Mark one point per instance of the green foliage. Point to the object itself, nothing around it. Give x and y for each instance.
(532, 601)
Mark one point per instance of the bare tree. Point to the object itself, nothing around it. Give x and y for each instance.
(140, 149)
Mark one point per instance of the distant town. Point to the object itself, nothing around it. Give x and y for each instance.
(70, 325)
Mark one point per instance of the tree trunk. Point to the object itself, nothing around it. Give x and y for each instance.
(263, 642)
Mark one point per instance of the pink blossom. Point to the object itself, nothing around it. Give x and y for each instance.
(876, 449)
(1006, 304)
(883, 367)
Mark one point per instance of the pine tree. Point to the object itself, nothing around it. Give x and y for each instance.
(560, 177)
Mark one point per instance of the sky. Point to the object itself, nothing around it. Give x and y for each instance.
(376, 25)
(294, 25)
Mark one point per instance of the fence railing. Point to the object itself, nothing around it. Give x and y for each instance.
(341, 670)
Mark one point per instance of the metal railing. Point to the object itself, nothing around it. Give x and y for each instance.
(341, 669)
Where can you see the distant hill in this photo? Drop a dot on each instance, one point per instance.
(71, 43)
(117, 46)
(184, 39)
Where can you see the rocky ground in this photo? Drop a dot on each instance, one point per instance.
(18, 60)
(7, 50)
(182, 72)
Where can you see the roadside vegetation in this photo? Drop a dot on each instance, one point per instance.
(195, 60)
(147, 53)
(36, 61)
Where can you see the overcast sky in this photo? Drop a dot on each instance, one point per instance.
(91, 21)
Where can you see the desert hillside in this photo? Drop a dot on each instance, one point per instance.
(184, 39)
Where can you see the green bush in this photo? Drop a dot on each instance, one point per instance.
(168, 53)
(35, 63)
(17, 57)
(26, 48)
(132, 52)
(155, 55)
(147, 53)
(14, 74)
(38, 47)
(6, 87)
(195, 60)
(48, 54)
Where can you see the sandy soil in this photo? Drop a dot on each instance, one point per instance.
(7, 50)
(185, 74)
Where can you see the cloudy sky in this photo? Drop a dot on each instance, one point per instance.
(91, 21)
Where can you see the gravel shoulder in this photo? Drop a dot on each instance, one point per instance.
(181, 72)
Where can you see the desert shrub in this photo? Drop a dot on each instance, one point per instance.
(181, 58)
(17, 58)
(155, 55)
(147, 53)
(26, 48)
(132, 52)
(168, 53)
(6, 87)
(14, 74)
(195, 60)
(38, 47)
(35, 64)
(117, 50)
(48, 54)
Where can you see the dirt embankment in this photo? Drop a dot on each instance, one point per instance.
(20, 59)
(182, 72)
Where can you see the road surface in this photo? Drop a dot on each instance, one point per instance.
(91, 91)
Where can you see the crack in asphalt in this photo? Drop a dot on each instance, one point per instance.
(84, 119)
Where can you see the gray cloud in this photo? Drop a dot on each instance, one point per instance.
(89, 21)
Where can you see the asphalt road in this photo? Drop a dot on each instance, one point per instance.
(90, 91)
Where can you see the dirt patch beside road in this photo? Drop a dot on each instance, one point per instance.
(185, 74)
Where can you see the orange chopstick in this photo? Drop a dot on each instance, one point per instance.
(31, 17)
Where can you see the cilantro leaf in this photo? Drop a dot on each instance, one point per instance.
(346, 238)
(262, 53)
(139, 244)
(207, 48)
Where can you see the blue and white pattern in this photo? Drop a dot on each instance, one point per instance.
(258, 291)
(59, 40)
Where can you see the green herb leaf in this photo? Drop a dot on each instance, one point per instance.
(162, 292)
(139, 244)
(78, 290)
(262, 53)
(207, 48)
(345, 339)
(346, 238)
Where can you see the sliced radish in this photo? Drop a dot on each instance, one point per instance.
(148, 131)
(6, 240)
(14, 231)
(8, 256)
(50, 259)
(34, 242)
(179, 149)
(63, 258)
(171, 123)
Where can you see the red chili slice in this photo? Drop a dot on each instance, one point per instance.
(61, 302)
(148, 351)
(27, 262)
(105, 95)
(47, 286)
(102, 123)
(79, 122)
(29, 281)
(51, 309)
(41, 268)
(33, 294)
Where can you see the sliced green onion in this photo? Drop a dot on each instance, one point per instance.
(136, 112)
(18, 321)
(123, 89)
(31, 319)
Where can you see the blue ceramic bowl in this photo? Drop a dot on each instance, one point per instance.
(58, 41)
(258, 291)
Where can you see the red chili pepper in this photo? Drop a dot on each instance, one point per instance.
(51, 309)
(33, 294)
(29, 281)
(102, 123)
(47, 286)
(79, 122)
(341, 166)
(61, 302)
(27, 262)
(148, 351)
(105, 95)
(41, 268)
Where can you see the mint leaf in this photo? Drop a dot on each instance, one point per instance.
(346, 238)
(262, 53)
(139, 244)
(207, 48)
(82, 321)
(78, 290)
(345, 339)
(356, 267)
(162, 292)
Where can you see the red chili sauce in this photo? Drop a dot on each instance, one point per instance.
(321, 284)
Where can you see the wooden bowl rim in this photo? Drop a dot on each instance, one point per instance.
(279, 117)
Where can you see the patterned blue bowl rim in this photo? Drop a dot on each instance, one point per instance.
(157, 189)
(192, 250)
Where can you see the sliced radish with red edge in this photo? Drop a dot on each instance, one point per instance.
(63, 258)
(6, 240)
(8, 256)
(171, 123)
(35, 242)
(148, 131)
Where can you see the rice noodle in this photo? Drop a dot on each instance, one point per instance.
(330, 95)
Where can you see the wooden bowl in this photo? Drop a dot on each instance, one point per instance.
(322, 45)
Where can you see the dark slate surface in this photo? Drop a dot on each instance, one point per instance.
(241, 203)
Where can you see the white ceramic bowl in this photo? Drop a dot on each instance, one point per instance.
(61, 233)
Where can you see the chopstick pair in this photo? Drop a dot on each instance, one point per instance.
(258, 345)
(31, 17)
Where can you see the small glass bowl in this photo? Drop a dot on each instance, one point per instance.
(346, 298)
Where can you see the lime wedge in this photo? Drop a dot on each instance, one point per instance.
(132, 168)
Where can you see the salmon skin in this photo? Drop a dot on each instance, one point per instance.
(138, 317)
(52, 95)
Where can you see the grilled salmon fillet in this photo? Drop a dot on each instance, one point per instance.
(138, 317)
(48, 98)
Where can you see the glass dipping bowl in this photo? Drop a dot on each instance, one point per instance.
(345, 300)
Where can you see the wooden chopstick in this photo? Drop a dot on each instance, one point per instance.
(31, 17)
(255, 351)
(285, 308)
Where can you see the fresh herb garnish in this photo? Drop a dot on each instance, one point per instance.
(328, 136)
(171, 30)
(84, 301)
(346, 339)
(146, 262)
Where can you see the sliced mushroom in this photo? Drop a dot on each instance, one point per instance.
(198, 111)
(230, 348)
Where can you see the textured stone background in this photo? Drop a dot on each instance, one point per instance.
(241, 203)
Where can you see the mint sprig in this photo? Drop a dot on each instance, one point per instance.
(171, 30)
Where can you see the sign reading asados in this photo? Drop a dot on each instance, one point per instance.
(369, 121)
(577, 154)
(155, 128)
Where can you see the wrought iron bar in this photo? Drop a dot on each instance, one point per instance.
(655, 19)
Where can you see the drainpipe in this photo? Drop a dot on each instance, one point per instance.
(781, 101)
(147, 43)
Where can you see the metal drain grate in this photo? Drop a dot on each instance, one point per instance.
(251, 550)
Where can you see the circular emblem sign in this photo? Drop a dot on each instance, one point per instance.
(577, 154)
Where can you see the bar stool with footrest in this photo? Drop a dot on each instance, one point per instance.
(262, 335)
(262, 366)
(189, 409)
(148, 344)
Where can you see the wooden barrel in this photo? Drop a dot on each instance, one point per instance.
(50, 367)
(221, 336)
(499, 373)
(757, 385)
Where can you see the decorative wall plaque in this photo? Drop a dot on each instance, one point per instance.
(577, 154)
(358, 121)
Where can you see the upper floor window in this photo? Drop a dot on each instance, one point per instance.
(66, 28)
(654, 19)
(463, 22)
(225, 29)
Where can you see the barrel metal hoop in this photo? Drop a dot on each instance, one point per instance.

• • • •

DIRECTIONS FOR THIS TASK: Output the lines from the one with "Where can you see the bar stool" through the end of the records above, exactly, including both ends, and nothing besides.

WORKED SOLUTION:
Where can you see the bar stool with footrest in this photo? Drop a dot on each instance, one point per instance.
(262, 335)
(262, 366)
(189, 409)
(148, 344)
Where can you see the wooden barrel in this photo? Drop a dot on each instance, one point per instance.
(50, 367)
(221, 336)
(499, 373)
(757, 385)
Where can you see the decorative wall plaque in this photo? Drop a dot on each instance, one point per instance.
(577, 154)
(358, 121)
Where can you see the upper floor window in this photo? Drop a dot on each instance, one point per instance.
(66, 28)
(654, 19)
(463, 22)
(225, 29)
Where can you see the barrel metal hoop in this photo? Drop a dot on each instance, one point per instance.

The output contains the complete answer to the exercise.